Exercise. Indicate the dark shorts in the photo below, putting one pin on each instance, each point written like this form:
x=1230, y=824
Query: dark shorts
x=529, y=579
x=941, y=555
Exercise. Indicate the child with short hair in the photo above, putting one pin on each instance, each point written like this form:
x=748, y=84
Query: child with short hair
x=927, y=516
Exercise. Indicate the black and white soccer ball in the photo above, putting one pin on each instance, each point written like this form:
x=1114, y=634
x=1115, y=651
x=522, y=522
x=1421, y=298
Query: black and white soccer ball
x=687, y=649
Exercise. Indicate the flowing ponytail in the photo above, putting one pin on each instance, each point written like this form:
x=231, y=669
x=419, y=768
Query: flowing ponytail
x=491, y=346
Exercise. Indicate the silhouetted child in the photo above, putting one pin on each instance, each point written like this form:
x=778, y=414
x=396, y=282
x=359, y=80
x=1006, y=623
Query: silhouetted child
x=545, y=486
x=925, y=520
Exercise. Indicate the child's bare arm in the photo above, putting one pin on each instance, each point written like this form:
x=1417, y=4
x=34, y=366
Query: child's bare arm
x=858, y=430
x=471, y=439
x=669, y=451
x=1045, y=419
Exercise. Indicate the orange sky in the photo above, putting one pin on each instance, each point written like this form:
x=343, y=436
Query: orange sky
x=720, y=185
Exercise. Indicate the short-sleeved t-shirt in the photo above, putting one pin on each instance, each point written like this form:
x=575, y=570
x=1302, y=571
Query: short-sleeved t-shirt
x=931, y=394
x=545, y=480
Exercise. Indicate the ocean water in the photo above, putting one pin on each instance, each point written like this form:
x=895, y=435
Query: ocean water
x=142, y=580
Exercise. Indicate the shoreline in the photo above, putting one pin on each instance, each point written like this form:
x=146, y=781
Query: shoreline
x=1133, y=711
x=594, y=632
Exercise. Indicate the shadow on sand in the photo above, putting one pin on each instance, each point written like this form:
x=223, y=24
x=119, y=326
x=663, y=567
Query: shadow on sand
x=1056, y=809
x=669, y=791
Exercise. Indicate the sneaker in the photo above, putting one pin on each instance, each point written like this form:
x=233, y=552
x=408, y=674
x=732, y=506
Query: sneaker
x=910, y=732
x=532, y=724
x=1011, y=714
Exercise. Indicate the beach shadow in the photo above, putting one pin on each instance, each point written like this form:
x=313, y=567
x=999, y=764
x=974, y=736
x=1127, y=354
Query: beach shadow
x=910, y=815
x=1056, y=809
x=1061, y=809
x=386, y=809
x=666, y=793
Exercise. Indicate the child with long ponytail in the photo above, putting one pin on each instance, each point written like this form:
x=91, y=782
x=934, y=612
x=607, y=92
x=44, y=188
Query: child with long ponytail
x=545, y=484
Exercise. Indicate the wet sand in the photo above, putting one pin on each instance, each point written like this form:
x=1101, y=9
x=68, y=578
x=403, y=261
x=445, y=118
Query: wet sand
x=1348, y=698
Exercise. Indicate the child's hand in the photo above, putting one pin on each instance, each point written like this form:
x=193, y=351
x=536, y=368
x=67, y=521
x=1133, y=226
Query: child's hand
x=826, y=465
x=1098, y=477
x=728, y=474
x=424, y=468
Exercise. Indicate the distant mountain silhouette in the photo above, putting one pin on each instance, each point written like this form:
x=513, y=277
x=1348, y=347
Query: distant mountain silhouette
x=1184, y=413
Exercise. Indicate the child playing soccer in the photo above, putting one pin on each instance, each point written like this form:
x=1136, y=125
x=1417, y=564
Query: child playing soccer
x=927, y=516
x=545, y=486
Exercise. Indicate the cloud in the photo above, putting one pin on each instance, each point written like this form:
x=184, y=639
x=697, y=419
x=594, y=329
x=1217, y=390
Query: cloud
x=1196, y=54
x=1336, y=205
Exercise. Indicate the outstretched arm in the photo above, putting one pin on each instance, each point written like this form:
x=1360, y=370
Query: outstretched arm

+ + + + +

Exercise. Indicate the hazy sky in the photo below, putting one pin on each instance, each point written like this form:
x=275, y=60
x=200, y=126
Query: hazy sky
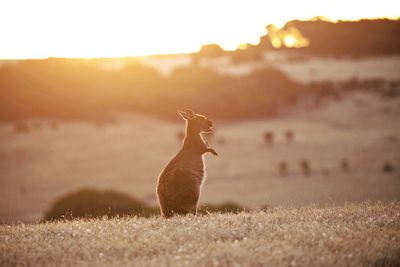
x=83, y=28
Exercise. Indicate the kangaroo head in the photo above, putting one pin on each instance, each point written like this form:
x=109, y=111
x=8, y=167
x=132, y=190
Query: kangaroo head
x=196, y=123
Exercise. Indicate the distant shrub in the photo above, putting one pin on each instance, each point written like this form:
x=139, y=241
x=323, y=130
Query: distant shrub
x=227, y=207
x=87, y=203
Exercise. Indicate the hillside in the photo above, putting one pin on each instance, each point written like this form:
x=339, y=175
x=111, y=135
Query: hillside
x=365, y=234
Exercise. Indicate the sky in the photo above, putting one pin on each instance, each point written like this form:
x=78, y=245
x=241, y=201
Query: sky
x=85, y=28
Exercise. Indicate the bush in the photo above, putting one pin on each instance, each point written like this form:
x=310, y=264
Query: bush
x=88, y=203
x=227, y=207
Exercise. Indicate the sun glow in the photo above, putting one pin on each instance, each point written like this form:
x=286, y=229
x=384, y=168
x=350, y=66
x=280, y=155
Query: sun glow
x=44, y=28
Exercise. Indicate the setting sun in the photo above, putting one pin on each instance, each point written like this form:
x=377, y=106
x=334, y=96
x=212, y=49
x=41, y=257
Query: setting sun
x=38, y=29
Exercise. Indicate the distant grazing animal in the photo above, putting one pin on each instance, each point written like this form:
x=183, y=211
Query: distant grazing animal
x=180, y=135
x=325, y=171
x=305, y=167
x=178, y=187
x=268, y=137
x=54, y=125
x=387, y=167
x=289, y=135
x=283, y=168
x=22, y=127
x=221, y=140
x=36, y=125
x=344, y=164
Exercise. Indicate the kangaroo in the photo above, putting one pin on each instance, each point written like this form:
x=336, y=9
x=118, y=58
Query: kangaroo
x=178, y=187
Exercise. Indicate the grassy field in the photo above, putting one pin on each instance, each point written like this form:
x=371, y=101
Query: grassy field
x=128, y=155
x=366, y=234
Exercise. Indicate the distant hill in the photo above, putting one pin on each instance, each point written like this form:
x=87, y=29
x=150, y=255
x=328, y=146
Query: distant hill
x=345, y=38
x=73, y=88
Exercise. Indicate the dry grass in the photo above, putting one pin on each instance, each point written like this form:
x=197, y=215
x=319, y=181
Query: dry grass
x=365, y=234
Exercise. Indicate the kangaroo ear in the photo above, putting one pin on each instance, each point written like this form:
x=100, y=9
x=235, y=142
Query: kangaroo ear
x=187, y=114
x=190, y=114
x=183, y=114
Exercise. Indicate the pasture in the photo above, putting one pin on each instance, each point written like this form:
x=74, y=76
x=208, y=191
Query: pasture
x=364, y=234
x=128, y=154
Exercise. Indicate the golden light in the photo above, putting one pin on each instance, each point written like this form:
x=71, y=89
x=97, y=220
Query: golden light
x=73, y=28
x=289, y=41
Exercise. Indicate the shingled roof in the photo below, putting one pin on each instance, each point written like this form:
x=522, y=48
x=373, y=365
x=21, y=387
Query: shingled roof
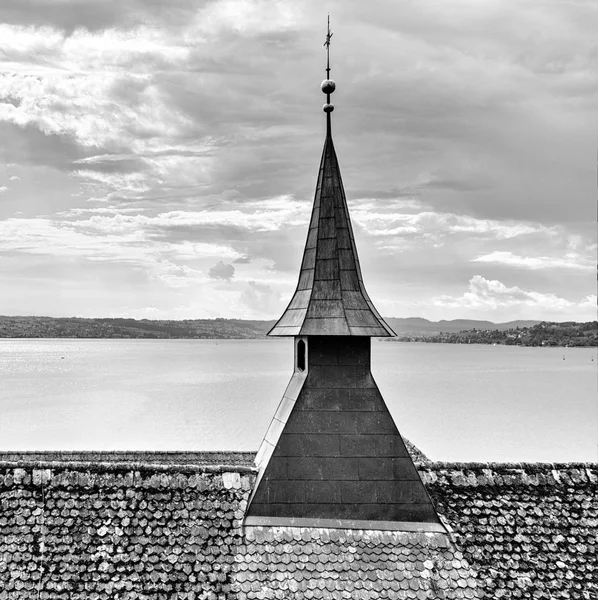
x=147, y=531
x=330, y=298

+ + + + +

What to produce = Pick out all lines from the data above in which the word "below" appears.

The completed task =
Exercise. Indicate the dark shorts in the photo below, putting one pin on each instance, each point written like this form:
Exercise. Indicate the hazy sky in the photo below, putting one pin on each instance, each point written like this form:
Exercise. Indicate the shingled roof in the photo below, putting one pin on each instance, each point written like this form:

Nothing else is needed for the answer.